**What you will do**
Find every line in the items below that contains the word "tiled" and copy each of those lines. Treat the match as case-sensitive.

**Record extracts**
----
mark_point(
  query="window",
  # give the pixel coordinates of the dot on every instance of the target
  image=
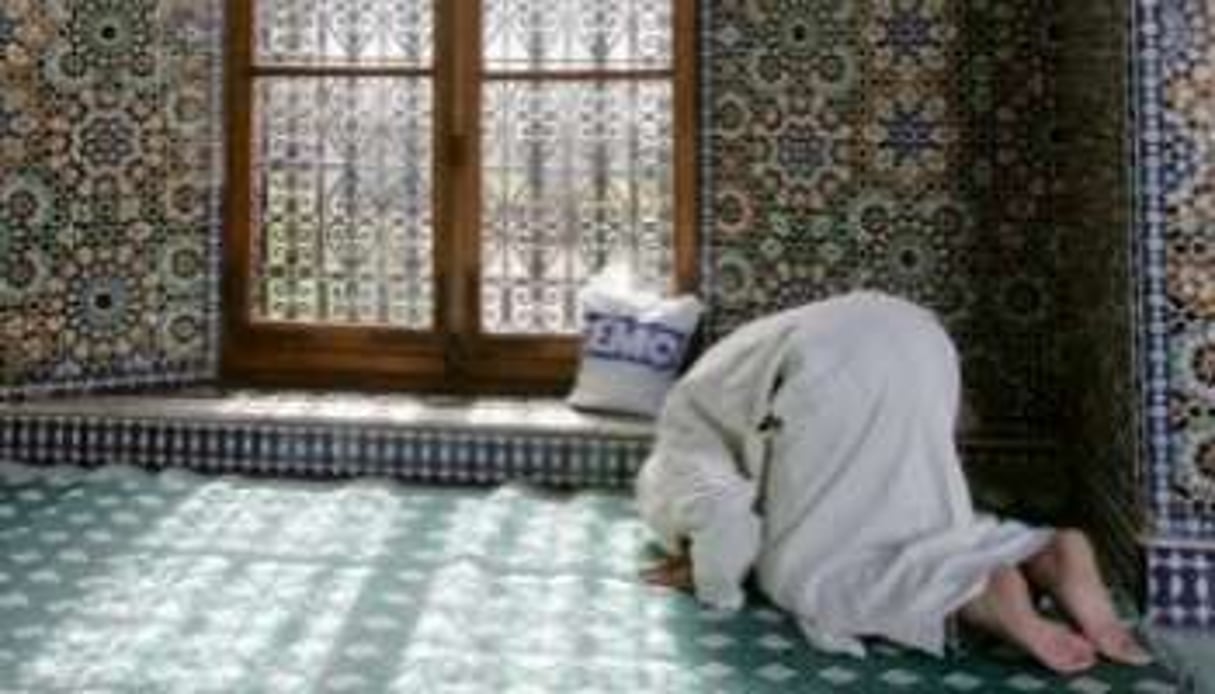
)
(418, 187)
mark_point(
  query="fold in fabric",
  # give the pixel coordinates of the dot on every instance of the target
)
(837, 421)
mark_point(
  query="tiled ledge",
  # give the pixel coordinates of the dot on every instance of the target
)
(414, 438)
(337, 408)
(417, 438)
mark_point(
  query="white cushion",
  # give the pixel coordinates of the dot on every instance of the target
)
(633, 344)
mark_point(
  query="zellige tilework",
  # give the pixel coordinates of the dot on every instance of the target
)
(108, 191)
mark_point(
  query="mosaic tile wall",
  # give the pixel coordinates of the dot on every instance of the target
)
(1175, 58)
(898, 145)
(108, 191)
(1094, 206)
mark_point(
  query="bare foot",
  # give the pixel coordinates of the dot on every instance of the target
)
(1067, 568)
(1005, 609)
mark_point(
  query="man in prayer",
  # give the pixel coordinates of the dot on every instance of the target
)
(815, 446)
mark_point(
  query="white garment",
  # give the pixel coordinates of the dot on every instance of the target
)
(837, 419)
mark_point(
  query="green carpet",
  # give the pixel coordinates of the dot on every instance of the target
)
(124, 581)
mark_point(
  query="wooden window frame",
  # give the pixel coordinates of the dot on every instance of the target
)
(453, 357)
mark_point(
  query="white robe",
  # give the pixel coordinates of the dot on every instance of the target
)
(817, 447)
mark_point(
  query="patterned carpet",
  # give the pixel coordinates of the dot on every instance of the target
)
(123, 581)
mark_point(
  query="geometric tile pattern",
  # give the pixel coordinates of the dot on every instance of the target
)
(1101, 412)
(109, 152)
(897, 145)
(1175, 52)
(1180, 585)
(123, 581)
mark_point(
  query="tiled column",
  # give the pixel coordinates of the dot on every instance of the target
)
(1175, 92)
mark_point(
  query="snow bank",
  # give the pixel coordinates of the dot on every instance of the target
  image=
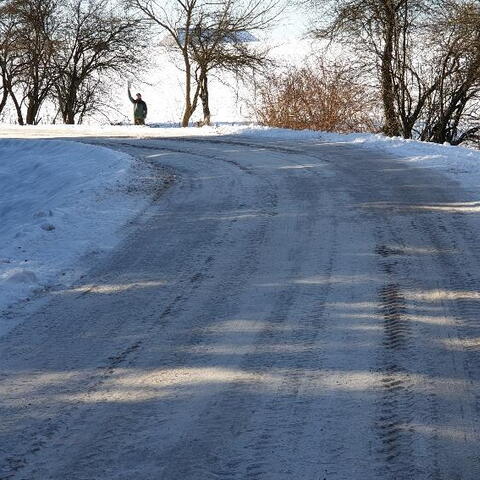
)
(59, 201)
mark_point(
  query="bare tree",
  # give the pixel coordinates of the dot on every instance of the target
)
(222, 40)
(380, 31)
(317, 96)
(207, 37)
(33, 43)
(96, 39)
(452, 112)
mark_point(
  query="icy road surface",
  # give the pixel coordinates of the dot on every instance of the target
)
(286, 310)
----
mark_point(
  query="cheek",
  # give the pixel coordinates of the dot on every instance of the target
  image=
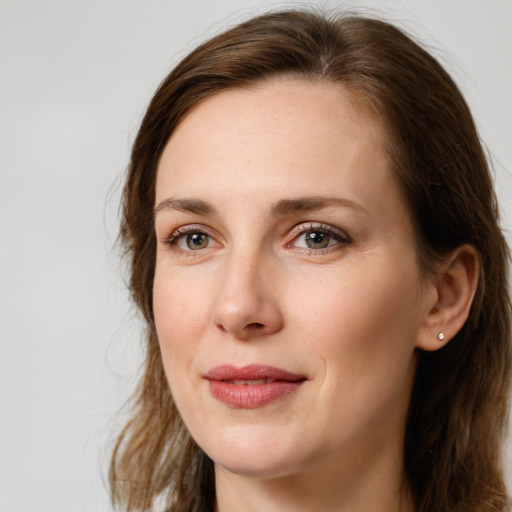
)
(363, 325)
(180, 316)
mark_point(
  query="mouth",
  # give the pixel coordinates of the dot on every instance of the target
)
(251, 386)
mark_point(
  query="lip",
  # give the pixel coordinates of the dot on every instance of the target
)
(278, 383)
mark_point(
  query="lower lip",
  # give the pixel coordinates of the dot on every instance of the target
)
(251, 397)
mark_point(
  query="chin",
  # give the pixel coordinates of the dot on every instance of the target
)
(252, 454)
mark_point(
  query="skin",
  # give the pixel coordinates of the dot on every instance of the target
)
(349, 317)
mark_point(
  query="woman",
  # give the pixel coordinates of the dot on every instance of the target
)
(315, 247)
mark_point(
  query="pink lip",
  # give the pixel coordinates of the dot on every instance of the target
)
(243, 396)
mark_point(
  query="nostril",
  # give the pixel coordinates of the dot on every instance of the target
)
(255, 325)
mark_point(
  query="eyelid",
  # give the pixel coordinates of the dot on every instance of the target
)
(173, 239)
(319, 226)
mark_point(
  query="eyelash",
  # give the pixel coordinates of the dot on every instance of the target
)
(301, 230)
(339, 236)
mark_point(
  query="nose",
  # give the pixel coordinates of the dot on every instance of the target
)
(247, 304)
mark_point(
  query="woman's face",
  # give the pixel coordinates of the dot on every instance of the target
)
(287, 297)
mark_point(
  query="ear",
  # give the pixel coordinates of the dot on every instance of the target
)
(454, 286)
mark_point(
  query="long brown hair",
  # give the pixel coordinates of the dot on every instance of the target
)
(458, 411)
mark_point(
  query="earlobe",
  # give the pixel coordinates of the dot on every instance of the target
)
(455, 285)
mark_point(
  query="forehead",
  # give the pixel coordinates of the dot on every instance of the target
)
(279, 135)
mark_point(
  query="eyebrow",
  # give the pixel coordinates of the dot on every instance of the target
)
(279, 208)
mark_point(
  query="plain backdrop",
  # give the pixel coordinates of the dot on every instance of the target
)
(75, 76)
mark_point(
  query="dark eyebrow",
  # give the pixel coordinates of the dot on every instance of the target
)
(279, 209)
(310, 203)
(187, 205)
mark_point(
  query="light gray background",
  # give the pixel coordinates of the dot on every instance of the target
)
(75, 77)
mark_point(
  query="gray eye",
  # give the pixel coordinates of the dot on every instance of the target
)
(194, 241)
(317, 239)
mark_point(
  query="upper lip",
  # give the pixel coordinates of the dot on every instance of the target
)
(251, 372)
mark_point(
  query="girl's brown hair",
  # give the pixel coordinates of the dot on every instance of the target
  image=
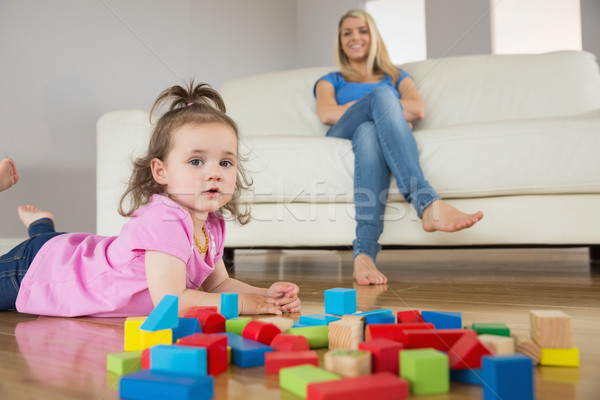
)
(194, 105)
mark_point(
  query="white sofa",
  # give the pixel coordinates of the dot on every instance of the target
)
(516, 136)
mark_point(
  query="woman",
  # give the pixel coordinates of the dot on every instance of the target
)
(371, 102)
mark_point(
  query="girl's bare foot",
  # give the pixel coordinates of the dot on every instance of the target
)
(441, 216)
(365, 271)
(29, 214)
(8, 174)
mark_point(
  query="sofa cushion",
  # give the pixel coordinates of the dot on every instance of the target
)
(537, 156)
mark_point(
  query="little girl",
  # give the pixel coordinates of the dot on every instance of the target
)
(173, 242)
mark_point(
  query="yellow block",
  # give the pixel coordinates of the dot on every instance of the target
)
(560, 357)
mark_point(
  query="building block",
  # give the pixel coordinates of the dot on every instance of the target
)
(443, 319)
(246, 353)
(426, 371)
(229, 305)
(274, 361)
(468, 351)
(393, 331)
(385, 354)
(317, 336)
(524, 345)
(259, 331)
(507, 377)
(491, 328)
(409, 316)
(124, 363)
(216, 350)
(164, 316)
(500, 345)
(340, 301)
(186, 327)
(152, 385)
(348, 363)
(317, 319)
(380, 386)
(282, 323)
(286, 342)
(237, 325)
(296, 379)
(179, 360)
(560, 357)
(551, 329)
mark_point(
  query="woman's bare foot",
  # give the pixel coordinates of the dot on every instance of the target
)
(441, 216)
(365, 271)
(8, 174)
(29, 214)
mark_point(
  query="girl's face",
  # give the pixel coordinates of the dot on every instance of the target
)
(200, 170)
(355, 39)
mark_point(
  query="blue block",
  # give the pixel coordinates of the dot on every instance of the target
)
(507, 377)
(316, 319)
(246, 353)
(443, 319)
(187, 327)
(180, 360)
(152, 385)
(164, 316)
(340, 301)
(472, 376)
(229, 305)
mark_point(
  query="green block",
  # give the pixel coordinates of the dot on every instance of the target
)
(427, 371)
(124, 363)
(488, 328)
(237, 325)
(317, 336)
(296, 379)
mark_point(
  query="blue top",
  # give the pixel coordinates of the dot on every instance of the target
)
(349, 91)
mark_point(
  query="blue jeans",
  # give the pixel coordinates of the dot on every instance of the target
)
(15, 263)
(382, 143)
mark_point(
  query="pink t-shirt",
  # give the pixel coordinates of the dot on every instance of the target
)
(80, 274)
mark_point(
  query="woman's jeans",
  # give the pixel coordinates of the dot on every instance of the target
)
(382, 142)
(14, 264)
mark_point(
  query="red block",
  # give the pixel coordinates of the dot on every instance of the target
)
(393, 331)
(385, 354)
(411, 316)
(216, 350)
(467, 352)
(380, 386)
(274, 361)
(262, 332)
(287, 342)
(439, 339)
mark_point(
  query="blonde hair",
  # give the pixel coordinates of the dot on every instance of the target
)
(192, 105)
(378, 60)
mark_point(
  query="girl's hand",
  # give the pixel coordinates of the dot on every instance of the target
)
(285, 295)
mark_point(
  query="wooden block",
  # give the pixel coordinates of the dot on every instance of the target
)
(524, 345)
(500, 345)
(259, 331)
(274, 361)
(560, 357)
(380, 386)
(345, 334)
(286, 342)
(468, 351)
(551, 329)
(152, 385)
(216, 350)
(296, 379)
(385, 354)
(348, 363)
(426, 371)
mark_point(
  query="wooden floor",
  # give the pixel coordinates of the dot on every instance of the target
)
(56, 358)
----
**Finished task**
  query="tiled ledge",
  query="tiled column",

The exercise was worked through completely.